# RECORDS SUPPLIED
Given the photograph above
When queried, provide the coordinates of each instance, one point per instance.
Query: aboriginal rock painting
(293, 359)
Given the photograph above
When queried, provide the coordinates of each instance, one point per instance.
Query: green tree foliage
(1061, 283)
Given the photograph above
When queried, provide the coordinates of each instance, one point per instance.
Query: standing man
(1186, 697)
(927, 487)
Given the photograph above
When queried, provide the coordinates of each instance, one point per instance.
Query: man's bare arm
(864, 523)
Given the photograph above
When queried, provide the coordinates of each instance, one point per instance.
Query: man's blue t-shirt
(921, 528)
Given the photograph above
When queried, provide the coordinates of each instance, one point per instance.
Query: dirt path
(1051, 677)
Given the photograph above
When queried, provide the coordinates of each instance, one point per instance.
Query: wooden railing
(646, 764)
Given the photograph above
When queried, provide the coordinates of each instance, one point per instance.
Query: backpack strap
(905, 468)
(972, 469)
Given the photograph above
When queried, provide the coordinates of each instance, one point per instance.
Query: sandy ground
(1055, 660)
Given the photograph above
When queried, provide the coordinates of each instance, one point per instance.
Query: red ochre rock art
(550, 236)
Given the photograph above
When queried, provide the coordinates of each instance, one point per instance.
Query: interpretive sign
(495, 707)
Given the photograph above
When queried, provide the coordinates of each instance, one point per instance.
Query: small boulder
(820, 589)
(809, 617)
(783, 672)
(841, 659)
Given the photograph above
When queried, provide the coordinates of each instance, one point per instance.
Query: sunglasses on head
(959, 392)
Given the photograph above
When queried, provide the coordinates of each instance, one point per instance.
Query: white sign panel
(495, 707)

# WORK INSTRUCTIONS
Rewrite all of the entries above, changing each "Query" to "Target" and leaving everything else untouched.

# FULL RESPONSE
Given the photograph above
When queried, provide the coordinates of each instance, one point per instance.
Target: aboriginal rock painting
(293, 359)
Given the photograph above
When queried, provide the coordinates of each instance, one point per instance.
Target: green tree foliage
(1061, 283)
Given the photograph above
When queried, provide the coordinates of each instance, one point per instance.
Target: standing man
(1186, 697)
(927, 487)
Given the photograph above
When queried, provide the coordinates of each instance, one point per instance.
Target: man's bare arm
(864, 523)
Given the photograph above
When queried, provide the coordinates of each instance, one point per instance.
Target: man's blue t-shirt
(921, 528)
Given the photograph above
When queried, provide the coordinates of each instance, one point per instance.
Target: dirt path
(1051, 677)
Given the photograph above
When queried, provide the coordinates of each instance, one point per instance.
Target: wooden railing
(646, 764)
Given the photograph above
When queried, provide the coordinates of each instance, one point per instance.
Target: backpack strap
(905, 468)
(972, 469)
Given the photograph above
When queried, provide the coordinates of each instance, one point per instance.
Target: sandy ground
(1055, 660)
Given the photograph above
When queried, provide the coordinates of each instance, one point per instance.
Target: red ochre rock art
(550, 236)
Given the photograph above
When queried, provide the coordinates of each instance, one point per instance.
Target: interpretive sign
(495, 707)
Given the photograph above
When queried, provide the coordinates of each instance, one point per instance.
Target: small boulder
(820, 589)
(809, 617)
(783, 672)
(841, 659)
Given the photograph above
When queried, provide the coordinates of each instance, one point per instance.
Target: sunglasses on head
(959, 392)
Given the photograph above
When queried, provide the coordinates of each instance, one point per instance.
Target: white sign panel
(495, 707)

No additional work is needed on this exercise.